=== ABOUT THIS TASK ===
Every entry is to be written out word for word.
** Opening TASK MATERIAL block **
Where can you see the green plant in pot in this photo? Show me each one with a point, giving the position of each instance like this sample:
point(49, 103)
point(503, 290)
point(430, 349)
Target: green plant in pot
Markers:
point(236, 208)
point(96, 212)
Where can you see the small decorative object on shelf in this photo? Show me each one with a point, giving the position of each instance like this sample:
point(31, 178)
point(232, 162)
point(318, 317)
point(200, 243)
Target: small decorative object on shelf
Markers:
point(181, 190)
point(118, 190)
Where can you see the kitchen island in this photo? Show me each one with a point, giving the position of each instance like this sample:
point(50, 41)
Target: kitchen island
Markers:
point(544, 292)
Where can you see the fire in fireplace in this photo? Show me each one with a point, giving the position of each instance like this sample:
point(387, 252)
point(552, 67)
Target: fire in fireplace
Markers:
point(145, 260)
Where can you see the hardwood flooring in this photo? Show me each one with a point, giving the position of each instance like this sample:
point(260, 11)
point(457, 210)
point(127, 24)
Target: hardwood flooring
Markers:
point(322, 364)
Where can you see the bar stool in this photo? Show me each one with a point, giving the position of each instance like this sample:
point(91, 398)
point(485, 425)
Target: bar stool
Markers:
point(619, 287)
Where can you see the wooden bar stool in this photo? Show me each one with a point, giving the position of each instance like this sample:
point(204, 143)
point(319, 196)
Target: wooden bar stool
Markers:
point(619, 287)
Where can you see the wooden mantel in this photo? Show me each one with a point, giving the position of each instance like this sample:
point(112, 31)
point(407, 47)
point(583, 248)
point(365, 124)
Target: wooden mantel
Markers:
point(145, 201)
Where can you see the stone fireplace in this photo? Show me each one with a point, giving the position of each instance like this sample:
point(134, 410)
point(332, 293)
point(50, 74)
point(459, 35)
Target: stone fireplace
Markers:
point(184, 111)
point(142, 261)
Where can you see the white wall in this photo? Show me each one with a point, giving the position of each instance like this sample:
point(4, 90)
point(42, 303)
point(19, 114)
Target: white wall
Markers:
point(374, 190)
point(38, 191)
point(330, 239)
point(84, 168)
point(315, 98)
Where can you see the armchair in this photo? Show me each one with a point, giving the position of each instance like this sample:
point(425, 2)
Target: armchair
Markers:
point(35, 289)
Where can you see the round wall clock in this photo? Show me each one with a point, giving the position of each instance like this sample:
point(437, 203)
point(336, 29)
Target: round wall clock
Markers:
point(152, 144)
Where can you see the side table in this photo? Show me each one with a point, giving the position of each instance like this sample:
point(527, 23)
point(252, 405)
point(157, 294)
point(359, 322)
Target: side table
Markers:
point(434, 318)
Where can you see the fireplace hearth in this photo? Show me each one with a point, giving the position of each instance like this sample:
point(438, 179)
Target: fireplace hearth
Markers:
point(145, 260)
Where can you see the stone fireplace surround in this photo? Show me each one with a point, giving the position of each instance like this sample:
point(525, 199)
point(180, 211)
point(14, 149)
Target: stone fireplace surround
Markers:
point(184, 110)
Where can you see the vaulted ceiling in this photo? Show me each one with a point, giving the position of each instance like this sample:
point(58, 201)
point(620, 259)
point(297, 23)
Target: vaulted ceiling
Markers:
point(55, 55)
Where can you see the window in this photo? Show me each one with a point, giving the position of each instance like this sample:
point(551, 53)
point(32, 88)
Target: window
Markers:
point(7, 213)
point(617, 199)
** Closing TASK MATERIAL block **
=== SOLUTION FOR THIS TASK ===
Where can you see the green plant in pot in this photo? Show me each one with a point, giving the position of each instance like this sample:
point(49, 103)
point(503, 290)
point(430, 349)
Target: green plant in pot
Markers:
point(236, 208)
point(96, 212)
Where can you see the small decorative object on shelf in this photo? Show me each one with a point, giving the position of each instance like this sample:
point(31, 178)
point(232, 162)
point(318, 317)
point(200, 243)
Target: small decorative object on shelf
Markers:
point(181, 190)
point(118, 190)
Where can you see the kitchen island in this photo? Show me each one with a point, giving the position of each instance like this sample:
point(50, 41)
Target: kitchen island
Markers:
point(544, 292)
Where can you see the fire in fireplace in this photo? Show me each one with a point, giving the position of each instance like this sample:
point(387, 252)
point(552, 67)
Target: fire in fireplace
Markers:
point(145, 260)
Where can you see the hardwood flooring in this photo? Show me each one with a point, giving the position of each instance like this sample:
point(260, 11)
point(457, 210)
point(127, 24)
Target: hardwood flooring
Markers:
point(322, 364)
Where can you see the bar stool in this photo? Show me each one with a point, giving the position of each instance like this sample:
point(91, 398)
point(485, 425)
Target: bar stool
Markers:
point(619, 287)
Where can you see the wooden bar stool in this photo? Show me each one with a point, giving the position of each instance like this sample:
point(204, 143)
point(319, 196)
Target: wooden bar stool
Markers:
point(619, 287)
Where can you see the wooden mantel in this photo? Show me each one with a point, giving the position of each instance like this sample:
point(112, 31)
point(407, 47)
point(583, 248)
point(365, 124)
Target: wooden mantel
Markers:
point(145, 201)
Where can you see the stone fireplace in this photo? Show me each one with a point, giving the position of each instance like this sample:
point(134, 410)
point(332, 293)
point(50, 74)
point(459, 35)
Target: stone fireplace
Markers:
point(184, 111)
point(142, 261)
Where can you see the white wall in this photo? Show me each one with a point, giving the position of each instance like this sample:
point(4, 90)
point(42, 303)
point(19, 114)
Target: white wall
Markers:
point(374, 190)
point(38, 191)
point(330, 239)
point(84, 168)
point(315, 98)
Where can you see the armchair in this photo? Show me each one with a point, giving the position of each instance like this sample:
point(425, 2)
Target: armchair
Markers:
point(35, 289)
Where can you see the round wall clock in this photo? Show me each one with a point, giving the position of each instance like this sample:
point(437, 203)
point(336, 29)
Target: round wall clock
Markers:
point(152, 144)
Where can you see the side table in this photo? Show me each one with a point, giving the position of each instance like this sample:
point(527, 23)
point(252, 405)
point(157, 294)
point(359, 322)
Target: side table
Markers:
point(434, 318)
Where can you see the fireplace hearth in this photo? Show me each one with a point, giving the position of each instance like this sample:
point(438, 179)
Target: fireplace hearth
Markers:
point(145, 260)
Where can you see the stone fireplace surround in this photo? Show me each one with a point, giving the position of each instance like this sample:
point(525, 199)
point(180, 211)
point(14, 149)
Target: stone fireplace surround
Markers:
point(184, 110)
Where can you see the vaulted ceiling in this photo? Show me each one with a point, giving the position of each instance like this sample:
point(58, 201)
point(620, 259)
point(297, 23)
Target: vaulted ceiling
Markers:
point(55, 55)
Where can you see the window in this photo? Show me each one with a point, giving the position of each instance like this sample:
point(551, 53)
point(32, 88)
Target: window
Markers:
point(7, 213)
point(617, 199)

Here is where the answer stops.